■ Text for analysis
This podcast is offered by the San Francisco Zen Center on the web at www.sfcc.org. Our public programs are made possible by donations from people like you. So good to see all of you here. Thank you for coming. Thank you, Tantosan. Oh, I discover if I turn my head this way, it's going to get louder. Okay. This is not the microphone. when I lived here, so a bit of getting used to. It's an election year. The practical implication of that for everybody in this room is that it's a tough time to be a Buddhist. Compassion is in short supply.

[01:00]

Wisdom is nowhere. Separation and division is running over. We're all one. The precepts are dropping right and left. The candidates, their supporters, the media... hopefully not anybody in this room, but many others, are speaking ill of others, praising self at the expense of others, lying, and indulging in anger, among other things. So what's a Buddhist to do in an election year? How to practice in an election year? Well, the short answer to that question is don't make it worse. There is a classic question in Buddhism that asks, what makes a Buddha?

[02:09]

And the answer is all beings. The question this year is what makes a politician? And the answer is all beings. We make them. So now, what to do? They didn't rise full-blown from the head of Zeus. They rose from us. We make them. We make each other, even in divisive times. So what to do? Well, the precepts give us a pretty good guide, and I named some of them. To not speak ill of others. To not praise self at the expense of others. To not lie.

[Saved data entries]

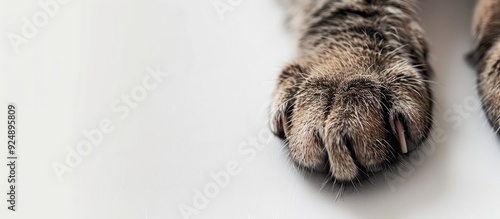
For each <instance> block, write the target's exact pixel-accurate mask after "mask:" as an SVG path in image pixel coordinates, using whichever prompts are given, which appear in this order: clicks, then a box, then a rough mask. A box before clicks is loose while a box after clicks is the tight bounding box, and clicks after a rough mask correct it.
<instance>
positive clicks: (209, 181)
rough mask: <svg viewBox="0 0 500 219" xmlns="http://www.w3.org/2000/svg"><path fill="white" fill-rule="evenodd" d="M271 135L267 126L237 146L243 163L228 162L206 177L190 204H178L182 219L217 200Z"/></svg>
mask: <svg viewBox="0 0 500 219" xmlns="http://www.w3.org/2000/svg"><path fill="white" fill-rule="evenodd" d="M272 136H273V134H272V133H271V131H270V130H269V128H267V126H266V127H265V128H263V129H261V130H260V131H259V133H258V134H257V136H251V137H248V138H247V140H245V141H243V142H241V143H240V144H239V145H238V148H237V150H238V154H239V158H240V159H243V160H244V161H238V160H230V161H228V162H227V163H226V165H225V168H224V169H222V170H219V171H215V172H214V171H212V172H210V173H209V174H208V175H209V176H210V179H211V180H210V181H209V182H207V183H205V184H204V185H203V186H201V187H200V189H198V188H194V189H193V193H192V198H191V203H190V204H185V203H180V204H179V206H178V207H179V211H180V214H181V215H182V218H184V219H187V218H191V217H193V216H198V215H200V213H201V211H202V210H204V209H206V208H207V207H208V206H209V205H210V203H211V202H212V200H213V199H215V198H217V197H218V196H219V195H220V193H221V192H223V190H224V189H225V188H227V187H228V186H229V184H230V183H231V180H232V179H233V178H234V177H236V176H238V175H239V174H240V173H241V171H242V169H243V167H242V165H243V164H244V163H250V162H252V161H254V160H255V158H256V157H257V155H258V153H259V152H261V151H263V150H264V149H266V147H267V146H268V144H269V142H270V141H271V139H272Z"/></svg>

==

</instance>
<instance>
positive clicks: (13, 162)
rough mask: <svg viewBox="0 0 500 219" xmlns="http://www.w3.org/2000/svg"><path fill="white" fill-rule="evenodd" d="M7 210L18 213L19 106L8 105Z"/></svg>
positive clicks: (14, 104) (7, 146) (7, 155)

■ Action item
Answer these questions about the talk transcript above:
(a) Which organization offers the podcast?
(b) What short answer does the speaker give to the question of how to practice in an election year?
(c) What answer is given to the classic Buddhist question "what makes a Buddha?"

■ Answer for this exercise
(a) The San Francisco Zen Center.
(b) Don't make it worse.
(c) All beings.